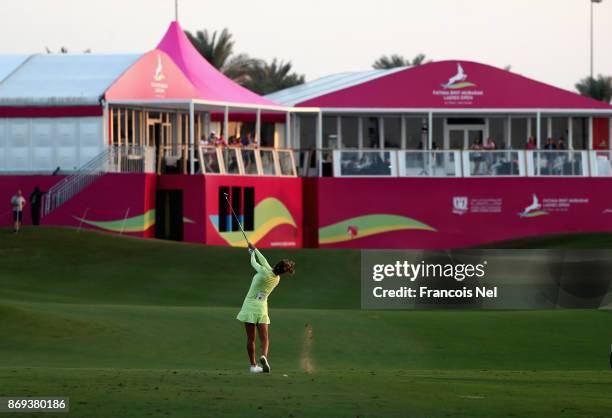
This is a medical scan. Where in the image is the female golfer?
[236,243,295,373]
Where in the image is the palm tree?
[185,28,234,71]
[372,54,431,70]
[576,74,612,103]
[185,28,304,94]
[244,58,305,95]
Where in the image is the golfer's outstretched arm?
[253,248,272,270]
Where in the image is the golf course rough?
[0,228,612,417]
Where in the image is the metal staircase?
[42,147,118,217]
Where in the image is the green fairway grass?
[480,232,612,250]
[0,228,612,418]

━━━━━━━━━━━━━━━━━━━━

Task description: Set down every line of the listing above verbatim, and leave the pictures out.

Result of this task:
This is a medical scan. Where in the image is the female golfer?
[236,243,295,373]
Where in the image is the palm tree?
[185,28,234,71]
[372,54,431,70]
[576,74,612,103]
[185,28,304,94]
[244,58,305,95]
Where in the image is the golfer's outstretched arm?
[253,248,272,270]
Where in the image is the golf course rough?
[0,228,612,417]
Where in the image is the metal staircase?
[42,147,118,217]
Where in the image is the green fairway grass?
[480,232,612,250]
[0,228,612,418]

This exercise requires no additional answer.